■ Work required:
Set down each record below precisely, skipping the pictures.
──────── Excerpted data
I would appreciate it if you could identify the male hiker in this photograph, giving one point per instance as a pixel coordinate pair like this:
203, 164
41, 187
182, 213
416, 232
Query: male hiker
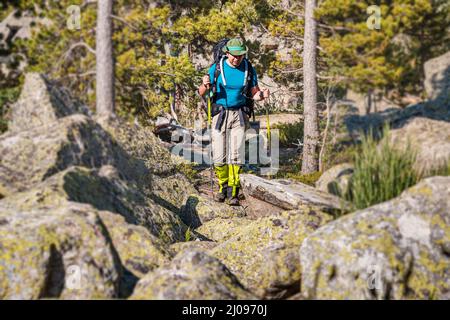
234, 86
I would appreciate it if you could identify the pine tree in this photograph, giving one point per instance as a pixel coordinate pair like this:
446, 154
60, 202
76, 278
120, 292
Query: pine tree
311, 131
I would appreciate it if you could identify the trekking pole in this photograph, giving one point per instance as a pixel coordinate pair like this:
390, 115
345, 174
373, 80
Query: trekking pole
209, 128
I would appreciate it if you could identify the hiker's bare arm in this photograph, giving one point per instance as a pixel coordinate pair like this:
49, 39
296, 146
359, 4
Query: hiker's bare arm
257, 96
206, 84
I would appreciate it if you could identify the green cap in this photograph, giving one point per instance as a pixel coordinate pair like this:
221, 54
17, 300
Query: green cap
235, 47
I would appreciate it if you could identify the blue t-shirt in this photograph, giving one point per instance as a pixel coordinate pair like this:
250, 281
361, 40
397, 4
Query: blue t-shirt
230, 96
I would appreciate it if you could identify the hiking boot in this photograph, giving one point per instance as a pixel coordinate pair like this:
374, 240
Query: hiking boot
219, 197
233, 201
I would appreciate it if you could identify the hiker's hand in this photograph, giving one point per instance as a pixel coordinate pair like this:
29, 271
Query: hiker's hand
206, 82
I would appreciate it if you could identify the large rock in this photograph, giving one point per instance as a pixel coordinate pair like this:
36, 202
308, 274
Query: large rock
29, 157
199, 210
104, 190
335, 180
288, 194
189, 246
437, 78
264, 254
398, 249
62, 252
42, 102
172, 191
142, 144
191, 275
429, 138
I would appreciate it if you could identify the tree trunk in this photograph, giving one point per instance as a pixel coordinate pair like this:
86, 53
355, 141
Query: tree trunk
311, 131
105, 61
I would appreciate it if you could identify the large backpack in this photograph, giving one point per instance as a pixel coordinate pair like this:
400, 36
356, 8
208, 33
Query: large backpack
218, 59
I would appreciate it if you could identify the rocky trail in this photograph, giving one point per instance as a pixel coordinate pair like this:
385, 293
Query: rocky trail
95, 209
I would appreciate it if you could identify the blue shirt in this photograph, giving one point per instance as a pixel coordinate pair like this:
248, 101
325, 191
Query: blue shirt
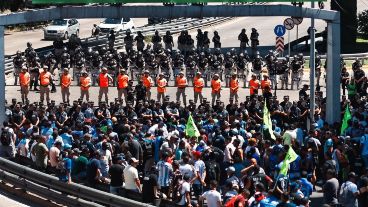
270, 201
306, 187
67, 139
68, 168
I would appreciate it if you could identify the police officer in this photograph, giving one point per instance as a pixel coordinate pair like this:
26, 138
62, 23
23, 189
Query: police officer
161, 87
66, 81
45, 80
234, 87
140, 41
244, 40
242, 68
254, 41
96, 65
24, 80
181, 83
18, 62
283, 71
257, 65
199, 38
216, 40
128, 41
33, 67
229, 66
198, 84
104, 79
123, 81
295, 72
156, 39
206, 40
216, 88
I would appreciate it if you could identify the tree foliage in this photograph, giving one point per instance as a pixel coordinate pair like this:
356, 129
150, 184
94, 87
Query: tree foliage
363, 22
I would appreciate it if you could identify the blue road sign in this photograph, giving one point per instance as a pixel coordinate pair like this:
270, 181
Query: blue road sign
280, 30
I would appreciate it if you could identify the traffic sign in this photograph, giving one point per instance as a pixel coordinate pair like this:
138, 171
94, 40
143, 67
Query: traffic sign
280, 44
289, 23
297, 20
279, 30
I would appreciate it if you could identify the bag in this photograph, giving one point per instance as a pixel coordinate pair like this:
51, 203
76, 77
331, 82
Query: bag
344, 194
211, 173
6, 137
176, 195
61, 169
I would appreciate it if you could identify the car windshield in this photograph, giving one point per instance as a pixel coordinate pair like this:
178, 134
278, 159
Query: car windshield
112, 21
59, 22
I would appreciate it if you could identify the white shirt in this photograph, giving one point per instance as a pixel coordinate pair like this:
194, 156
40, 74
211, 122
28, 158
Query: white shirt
184, 189
186, 169
54, 156
229, 151
212, 197
23, 147
130, 175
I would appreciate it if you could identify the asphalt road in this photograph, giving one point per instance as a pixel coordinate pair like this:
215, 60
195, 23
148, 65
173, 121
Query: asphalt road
228, 31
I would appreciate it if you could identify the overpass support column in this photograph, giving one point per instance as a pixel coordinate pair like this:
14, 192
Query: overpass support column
333, 73
2, 76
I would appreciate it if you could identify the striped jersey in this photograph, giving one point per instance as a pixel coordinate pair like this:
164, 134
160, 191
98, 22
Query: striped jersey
200, 167
165, 172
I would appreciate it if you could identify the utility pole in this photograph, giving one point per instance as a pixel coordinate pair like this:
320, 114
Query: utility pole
312, 67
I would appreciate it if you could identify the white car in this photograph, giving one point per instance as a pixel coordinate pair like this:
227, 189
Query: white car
63, 28
117, 25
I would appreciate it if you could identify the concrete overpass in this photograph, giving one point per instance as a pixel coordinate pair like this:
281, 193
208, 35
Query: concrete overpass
331, 17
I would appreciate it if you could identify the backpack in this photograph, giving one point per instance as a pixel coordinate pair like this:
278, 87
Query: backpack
6, 137
344, 194
176, 195
61, 169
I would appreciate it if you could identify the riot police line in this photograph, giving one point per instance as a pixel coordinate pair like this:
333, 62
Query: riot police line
159, 57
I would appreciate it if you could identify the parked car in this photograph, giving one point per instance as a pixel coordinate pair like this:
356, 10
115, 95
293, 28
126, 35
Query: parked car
63, 28
118, 25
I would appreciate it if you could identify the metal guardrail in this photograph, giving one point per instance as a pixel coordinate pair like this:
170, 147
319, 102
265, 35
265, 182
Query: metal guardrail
174, 26
49, 186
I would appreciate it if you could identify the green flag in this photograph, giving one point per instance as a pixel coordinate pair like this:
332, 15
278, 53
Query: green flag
191, 129
347, 117
289, 158
267, 120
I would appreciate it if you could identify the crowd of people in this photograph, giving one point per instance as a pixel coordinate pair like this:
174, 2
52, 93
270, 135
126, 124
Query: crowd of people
233, 158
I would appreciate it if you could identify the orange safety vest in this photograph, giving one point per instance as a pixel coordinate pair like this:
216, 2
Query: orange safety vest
234, 85
161, 85
198, 84
45, 78
24, 79
181, 82
265, 83
122, 81
85, 83
147, 82
216, 86
66, 80
104, 80
253, 86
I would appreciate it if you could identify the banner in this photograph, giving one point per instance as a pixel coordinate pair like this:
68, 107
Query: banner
347, 117
191, 129
289, 158
150, 1
267, 121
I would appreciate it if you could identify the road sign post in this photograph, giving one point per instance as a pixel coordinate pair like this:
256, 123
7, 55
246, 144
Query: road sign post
280, 45
312, 67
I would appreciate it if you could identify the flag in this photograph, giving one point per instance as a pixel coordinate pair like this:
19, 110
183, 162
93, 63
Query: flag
267, 120
191, 129
289, 158
347, 117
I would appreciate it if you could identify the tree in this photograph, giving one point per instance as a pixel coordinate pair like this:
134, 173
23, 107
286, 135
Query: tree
349, 23
363, 22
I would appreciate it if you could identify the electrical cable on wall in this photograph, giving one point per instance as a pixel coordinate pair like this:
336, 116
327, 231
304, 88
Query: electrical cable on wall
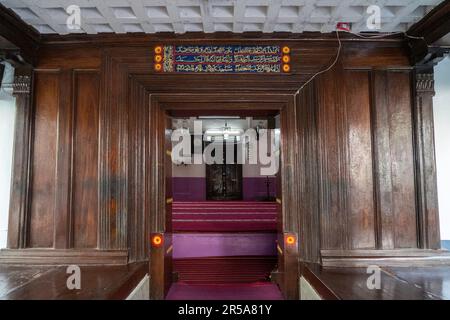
336, 59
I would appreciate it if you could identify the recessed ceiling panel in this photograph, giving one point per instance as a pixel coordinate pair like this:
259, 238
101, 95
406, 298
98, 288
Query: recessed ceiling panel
179, 16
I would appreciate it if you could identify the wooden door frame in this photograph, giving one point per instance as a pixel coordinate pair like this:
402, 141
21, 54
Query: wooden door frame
160, 104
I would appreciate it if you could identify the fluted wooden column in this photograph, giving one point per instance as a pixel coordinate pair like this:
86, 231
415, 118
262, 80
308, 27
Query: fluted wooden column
427, 204
19, 204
────────────────
■ Task output:
I would appreciate it if you could identify the male hiker in this photograph, giving one point per instance as a pixel coordinate pair like this:
203, 164
41, 187
182, 213
416, 232
Query: male hiker
234, 86
I would appreciate it if you could identify the pine tree in this photograph, giving one point per instance as a pixel coordinate pair like this:
446, 154
60, 202
76, 278
120, 292
Query: pine tree
311, 131
I would appreciate it if you could identify the trekking pole in this photograph, giving one point per instance as a pixel coordinate pair like this:
390, 115
345, 174
373, 80
Query: trekking pole
209, 128
I would appreciate it if you could identify the hiker's bare arm in this photograph, giving one point per instance as a pixel coordinate pair like this:
49, 39
296, 146
359, 4
Query: hiker's bare arm
257, 96
206, 84
I would appreciate it if you could identify the green cap in this photograph, giving one point per instance as a pixel coordinate pair like this:
221, 54
17, 300
Query: green cap
235, 47
I would appreciate it if you could identify the blue t-shirt in this photograph, giving one point per instance as a pixel coordinate pair like this:
250, 281
361, 40
397, 4
Query: blue t-shirt
230, 96
I would appreciate it if you could identify the hiking boot in this photograph, giving one point per instance as a pixel coordinate pair like this:
374, 240
Query: hiking boot
219, 197
233, 201
I would appreciate it if you could identify the hiker's hand in this photograph, giving one point per instance as a pixel coordinate pair like this:
29, 271
Query: hiker's hand
206, 82
I would appreciate it if you could identify the large rock in this photograph, giving one point per instance as a pixel coordinate pair like this:
36, 202
308, 274
Query: large rock
29, 157
199, 210
104, 190
335, 180
288, 194
189, 246
437, 78
264, 254
398, 249
62, 252
42, 102
172, 191
142, 144
191, 275
429, 138
I would appreciate it if you could identify the tree trunk in this photograph, giving one point per instance as a pixel coordinate pair like this:
86, 53
355, 141
Query: tree trunk
311, 131
105, 61
I would appreciate it if you could identify the large backpack in this photograph, giving one point per instance as a pixel coordinate pair like this:
400, 36
356, 8
208, 33
Query: large backpack
218, 59
I would appreciate it if you could identify the rocky trail in this photograph, giving one point per instance as a pixel coordinate pair like this:
385, 293
Query: rocky trail
95, 209
I would appreciate it if you could identify the blue shirt in this photograph, giving one point per instance as a pixel coordinate pair like this:
248, 101
325, 191
Query: blue shirt
270, 201
306, 187
67, 139
68, 168
I would appreciate it if you could identify the police officer in this photograph, giving one point per instance as a pixel coordinate pair like this:
26, 138
62, 23
23, 189
Query: police officer
161, 87
66, 81
45, 80
234, 87
140, 41
244, 40
242, 68
254, 41
96, 65
24, 80
181, 83
18, 62
283, 71
257, 65
199, 38
216, 40
128, 41
33, 67
229, 66
198, 84
104, 79
123, 81
295, 72
156, 39
206, 40
216, 88
I would appreciate it if you could identify the tree foliage in this photograph, giving one point per instance as a pixel coordinate pair like this:
356, 129
150, 184
94, 87
Query: tree foliage
363, 22
I would appreciate it if you could identify the blue road sign in this photograph, giving one point per instance as a pixel coordinate pair like this:
270, 181
Query: blue road sign
280, 30
I would appreciate it if you could identify the traffic sign in this photograph, giving one point per instance as a pixel coordinate pair like this:
138, 171
94, 40
143, 67
Query: traffic sign
280, 44
289, 23
297, 20
279, 30
I would appreciate it if you could identify the bag in this photograph, giving one point per instance as a pixel coordinate pair like this:
51, 203
76, 77
331, 82
Query: bag
344, 194
211, 173
6, 137
176, 195
61, 169
I would appreciate it if you could identify the car windshield in this photograph, giving one point per instance as a pixel coordinate pair like this:
178, 134
278, 159
Query: car windshield
112, 21
59, 22
I would appreciate it if you could identify the white shirt in this photograph, giving one point per instance as a pixel coordinate pair like this:
194, 156
40, 74
211, 122
28, 158
Query: white shirt
184, 189
186, 169
54, 156
229, 151
212, 197
23, 147
130, 175
I would appreciate it if you could identify the asphalt road in this photograph, giving one point per instance as a pixel coordinate pair like this:
215, 60
195, 23
148, 65
173, 121
Query: asphalt road
228, 31
I would appreciate it if you could identify the overpass support column in this photograph, giving one point per instance as a pixel coordinate pair like this:
14, 192
Query: overpass support column
333, 73
2, 76
I would appreciate it if you could identify the striped jersey in this photograph, giving one point per instance as a pixel coordinate pair like this:
164, 134
160, 191
98, 22
Query: striped jersey
200, 167
165, 172
I would appreciate it if you could identify the utility pole in this photograph, giving one point per instance as a pixel coordinate pair like this:
320, 114
Query: utility pole
312, 67
I would appreciate it if you could identify the white car in this photograph, giving one point per instance as a pixel coordinate pair like this:
227, 189
Query: white car
63, 28
117, 25
I would appreciate it if you could identify the concrete overpass in this photograph, giving one point per instance as a pixel coordinate pair like this:
281, 193
208, 35
Query: concrete overpass
331, 17
I would appreciate it if you could identify the backpack in this photograph, giving one point per instance as a pixel coordinate pair like this:
278, 87
Query: backpack
6, 137
344, 194
176, 195
61, 169
I would appreciate it if you could identify the riot police line in this photograph, giving one point per instance as a pixel coordinate pair like this:
333, 62
Query: riot police line
159, 57
I would appreciate it if you could identify the parked car in this photograph, giving one point per instance as a pixel coordinate pair like this:
356, 10
115, 95
293, 28
126, 35
Query: parked car
63, 28
118, 25
I would appreciate it if you could identify the metal guardrail in this photograph, giving one point per instance as a pixel coordinate pair like this:
170, 147
319, 102
265, 35
265, 182
Query: metal guardrail
174, 26
49, 186
I would appreciate it if you could identify the green flag in this photograph, giving one point per instance as a pixel coordinate pair like this:
332, 15
278, 53
Query: green flag
191, 129
347, 117
289, 158
267, 120
I would appreciate it if you could identify the crowd of people in this photograph, giving one point per instance as a pixel coordinate pair like this:
174, 2
52, 93
270, 135
126, 124
Query: crowd of people
233, 158
I would appreciate it if you could identify the orange safety vest in this photograph, giving one point per instance as a pixel coordinate pair like this:
216, 2
Query: orange safety vest
234, 85
161, 85
198, 84
45, 78
24, 79
181, 82
265, 83
122, 81
85, 83
147, 82
216, 86
66, 80
104, 80
253, 86
I would appreciate it if you could identify the banner in this photograph, giving one point per instance as a pixel coordinate pair like this:
68, 107
Query: banner
347, 117
191, 129
289, 158
150, 1
267, 121
I would appreciate it if you could identify the road sign post in this photograph, giving one point per instance as a pixel coordinate pair like this:
256, 123
7, 55
246, 144
Query: road sign post
280, 45
312, 67
I would appreciate it if you could identify the flag in this photograph, giving one point per instance as a pixel coordinate pair like this:
19, 110
183, 162
93, 63
Query: flag
267, 120
191, 129
289, 158
347, 117
I would appreciate it if you could identify the tree in this photograph, giving one point per instance as a pixel coordinate pair like this:
134, 173
23, 107
286, 135
Query: tree
349, 23
363, 22
I would appreciate it if you could identify the electrical cable on wall in this photograph, giving one point per instance as a pixel coordinate pair like this:
336, 116
327, 231
304, 88
Query: electrical cable on wall
336, 59
I would appreciate it if you could identify the recessed ceiling panel in this photograph, giving one point per instance as a pixel coordinate pair like this:
259, 238
101, 95
406, 298
98, 288
Query: recessed ceiling panel
179, 16
I would appreciate it if you could identify the wooden door frame in this photograph, giving one point per instance as a pixel coordinate pair like this:
402, 141
21, 54
Query: wooden door frame
160, 104
I would appreciate it if you could identify the fluted wooden column in this photograph, giving one point per instance as a pixel coordinate pair like this:
86, 231
415, 118
262, 80
308, 27
Query: fluted wooden column
427, 204
19, 204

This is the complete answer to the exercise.